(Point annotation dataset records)
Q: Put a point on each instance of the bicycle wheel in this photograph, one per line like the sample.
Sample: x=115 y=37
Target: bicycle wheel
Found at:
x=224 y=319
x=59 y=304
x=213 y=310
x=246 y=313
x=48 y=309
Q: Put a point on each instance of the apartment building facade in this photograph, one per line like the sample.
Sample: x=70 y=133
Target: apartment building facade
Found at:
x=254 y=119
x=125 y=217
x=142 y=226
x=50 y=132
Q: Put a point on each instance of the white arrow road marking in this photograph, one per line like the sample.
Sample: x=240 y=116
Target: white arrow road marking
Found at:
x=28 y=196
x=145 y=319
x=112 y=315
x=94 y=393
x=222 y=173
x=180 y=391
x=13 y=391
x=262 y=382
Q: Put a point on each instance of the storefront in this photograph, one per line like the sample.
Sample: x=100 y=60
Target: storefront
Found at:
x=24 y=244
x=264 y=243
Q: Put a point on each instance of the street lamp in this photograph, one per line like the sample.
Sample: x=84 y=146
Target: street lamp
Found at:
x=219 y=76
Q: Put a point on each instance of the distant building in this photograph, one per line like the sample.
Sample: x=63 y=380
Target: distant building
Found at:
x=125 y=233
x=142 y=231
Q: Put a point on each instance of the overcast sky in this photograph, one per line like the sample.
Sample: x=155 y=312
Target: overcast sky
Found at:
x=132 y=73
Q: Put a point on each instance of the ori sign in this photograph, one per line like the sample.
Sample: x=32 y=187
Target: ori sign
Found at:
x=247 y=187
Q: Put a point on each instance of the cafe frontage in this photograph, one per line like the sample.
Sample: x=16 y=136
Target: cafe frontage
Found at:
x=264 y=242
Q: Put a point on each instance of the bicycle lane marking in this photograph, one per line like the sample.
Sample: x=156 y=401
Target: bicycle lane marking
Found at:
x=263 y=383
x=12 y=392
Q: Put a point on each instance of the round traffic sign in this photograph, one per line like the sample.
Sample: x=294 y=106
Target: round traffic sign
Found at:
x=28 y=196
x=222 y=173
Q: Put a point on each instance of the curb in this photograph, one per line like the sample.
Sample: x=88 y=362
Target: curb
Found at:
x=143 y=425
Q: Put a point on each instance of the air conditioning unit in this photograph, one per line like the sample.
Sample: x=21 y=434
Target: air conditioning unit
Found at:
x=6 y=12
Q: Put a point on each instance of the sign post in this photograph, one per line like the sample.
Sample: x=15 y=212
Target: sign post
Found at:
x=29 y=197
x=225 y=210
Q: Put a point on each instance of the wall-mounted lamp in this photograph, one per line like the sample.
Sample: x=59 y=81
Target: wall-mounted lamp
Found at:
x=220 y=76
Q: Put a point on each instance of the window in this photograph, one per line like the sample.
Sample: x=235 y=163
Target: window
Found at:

TASK:
Give back exactly the lines from the line containing "Q: Put a point on each instance of the air" to the end of the entries, and no other lines.

SOLUTION FOR THIS PROBLEM:
Q: Put a point on each instance of the air conditioning unit in this photograph, one per line like the sample.
Sample: x=21 y=434
Target: air conditioning unit
Found at:
x=6 y=12
Q: Put a point on each instance of the sign post in this photograph, one per line like the sample.
Sample: x=15 y=212
Target: sign post
Found at:
x=29 y=197
x=225 y=210
Q: Put a point on each instance of the wall-mounted lamp in this photograph, one per line like the sample.
Sample: x=59 y=81
Target: wall-mounted lamp
Found at:
x=220 y=76
Q: Put a point on each instance of the window in this photograph, one per line like the sample.
Sample: x=235 y=163
Target: window
Found at:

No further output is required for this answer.